Victoria Stagni : Entre réalisme et onirisme, la figure du Soi

Installée à San Diego, en Californie, nous sommes allés à la rencontre de Victoria Stagni pour une immersion totale dans son univers artistique. Adepte d’autoportraits et de portraits mettant en scène principalement des femmes entourées d’animaux, grande fan du Douanier Rousseau et Frida Kahlo, Victoria Stagni s’est confiée à nous avec chaleur.

Par Cécile Martet | 04 janv. 2024

Bonjour Victoria, merci de nous recevoir chez vous ! Pour commencer, parlons de votre envie de devenir artiste... 

Victoria Stagni : Entre réalisme et onirisme, la figure du Soi
Portrait de Victoria Stagni

Adolescente et jeune adulte, je dessinais beaucoup mais sans pouvoir imaginer en faire un métier un jour. J’ai pourtant grandi dans un environnement à forte tonalité artistique avec l’exemplarité de mes deux parents architectes. Il m’a fallu plusieurs années avant de m’autoriser à devenir celle que je voulais réellement être depuis le début : une créatrice et une artiste peintre ! 

Le déclic, je l’ai eu en quittant Paris pour venir m’installer à Bordeaux il y a bientôt huit ans. Je suis tombée sur un vieux chevalet oublié à la cave qui m’attendait comme une invitation. Il règne une atmosphère très spéciale à Bordeaux, une atmosphère qui stimule l’imaginaire et vous donne les clés de l’évasion créatrice. 

Quel a été votre parcours avant de vous installer à Bordeaux ? 

Victoria Stagni : Entre réalisme et onirisme, la figure du Soi
Victoria Stagni en train de peindre

Après le bac, j’ai suivi des études d’Histoire à La Sorbonne, puis de communication sans trop me poser de questions. C’est avec un apprentissage de l’Art dramatique au cours Florent que j’ai alors amorcé un premier virage important dans ma vie. Suite à cela, j’ai été comédienne pendant presque 10 ans. 

Je pensais avoir trouvé ma voie, mais me suis progressivement rendu compte que j’étais insatisfaite, car en manque de liberté créatrice. Sur ce, j’ai quitté Paris pour Bordeaux. Je me suis inscrite au cours de peinture de Pierre Lafage à l’Atelier des Beaux-arts de Bordeaux et ai rapidement commencé un travail personnel, car comme vous pouvez l’imaginer, j’avais un énorme désir de m’exprimer sur la toile.

■ LISTE PRÉSENTÉE
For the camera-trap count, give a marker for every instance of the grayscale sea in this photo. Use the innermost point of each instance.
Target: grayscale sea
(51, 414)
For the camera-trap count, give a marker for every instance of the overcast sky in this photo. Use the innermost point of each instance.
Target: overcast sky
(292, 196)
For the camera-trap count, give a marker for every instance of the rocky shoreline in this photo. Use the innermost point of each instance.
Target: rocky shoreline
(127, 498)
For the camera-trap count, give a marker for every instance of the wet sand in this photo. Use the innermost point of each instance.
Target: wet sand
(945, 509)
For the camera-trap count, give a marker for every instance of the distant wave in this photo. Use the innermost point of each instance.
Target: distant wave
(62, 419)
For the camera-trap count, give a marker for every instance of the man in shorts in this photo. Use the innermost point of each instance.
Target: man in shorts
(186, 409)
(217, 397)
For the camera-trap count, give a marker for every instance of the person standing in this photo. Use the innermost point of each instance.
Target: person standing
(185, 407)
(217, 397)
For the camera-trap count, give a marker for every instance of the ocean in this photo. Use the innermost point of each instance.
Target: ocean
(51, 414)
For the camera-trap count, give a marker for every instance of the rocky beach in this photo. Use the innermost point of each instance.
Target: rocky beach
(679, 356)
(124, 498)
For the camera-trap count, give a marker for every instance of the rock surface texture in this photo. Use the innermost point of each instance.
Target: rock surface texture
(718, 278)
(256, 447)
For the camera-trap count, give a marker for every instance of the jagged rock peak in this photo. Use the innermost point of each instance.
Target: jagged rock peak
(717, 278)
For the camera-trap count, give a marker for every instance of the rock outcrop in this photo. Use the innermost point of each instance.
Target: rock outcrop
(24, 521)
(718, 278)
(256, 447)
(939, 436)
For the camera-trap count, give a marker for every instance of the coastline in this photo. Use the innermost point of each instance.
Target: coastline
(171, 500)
---
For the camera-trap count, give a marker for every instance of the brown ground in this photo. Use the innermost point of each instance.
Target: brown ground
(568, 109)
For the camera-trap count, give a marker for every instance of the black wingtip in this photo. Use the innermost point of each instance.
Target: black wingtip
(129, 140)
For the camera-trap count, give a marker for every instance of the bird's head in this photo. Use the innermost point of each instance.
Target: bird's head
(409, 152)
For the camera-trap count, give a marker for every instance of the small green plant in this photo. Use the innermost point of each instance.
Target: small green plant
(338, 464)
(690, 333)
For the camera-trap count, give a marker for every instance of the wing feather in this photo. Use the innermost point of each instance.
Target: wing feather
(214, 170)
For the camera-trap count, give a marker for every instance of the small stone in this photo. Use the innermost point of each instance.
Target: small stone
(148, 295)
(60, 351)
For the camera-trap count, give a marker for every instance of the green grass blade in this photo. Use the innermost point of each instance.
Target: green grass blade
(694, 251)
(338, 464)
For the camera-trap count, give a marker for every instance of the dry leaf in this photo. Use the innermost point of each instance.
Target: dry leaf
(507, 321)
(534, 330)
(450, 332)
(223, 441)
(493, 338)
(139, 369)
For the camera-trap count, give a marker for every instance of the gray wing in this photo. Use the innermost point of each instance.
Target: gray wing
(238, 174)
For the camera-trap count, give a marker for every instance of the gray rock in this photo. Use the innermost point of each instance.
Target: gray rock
...
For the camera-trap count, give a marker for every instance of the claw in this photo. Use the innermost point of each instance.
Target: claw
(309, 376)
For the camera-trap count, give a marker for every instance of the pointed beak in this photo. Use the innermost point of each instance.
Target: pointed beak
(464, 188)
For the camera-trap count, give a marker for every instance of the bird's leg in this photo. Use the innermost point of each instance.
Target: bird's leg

■ SÉRIE DE CONSIGNES
1 - Reproduisez le passage de l'extrait qui commence par « Quel a été votre » et se poursuit jusqu'à « presque 10 ans. ».
2 - D'après l'extrait, pendant combien de temps Victoria Stagni a-t-elle été comédienne ?

■ RÉPONSES AUX CONSIGNES
1 -
Quel a été votre parcours avant de vous installer à Bordeaux ? 

Victoria Stagni : Entre réalisme et onirisme, la figure du Soi
Victoria Stagni en train de peindre

Après le bac, j’ai suivi des études d’Histoire à La Sorbonne, puis de communication sans trop me poser de questions. C’est avec un apprentissage de l’Art dramatique au cours Florent que j’ai alors amorcé un premier virage important dans ma vie. Suite à cela, j’ai été comédienne pendant presque 10 ans.

2 - Pendant presque 10 ans.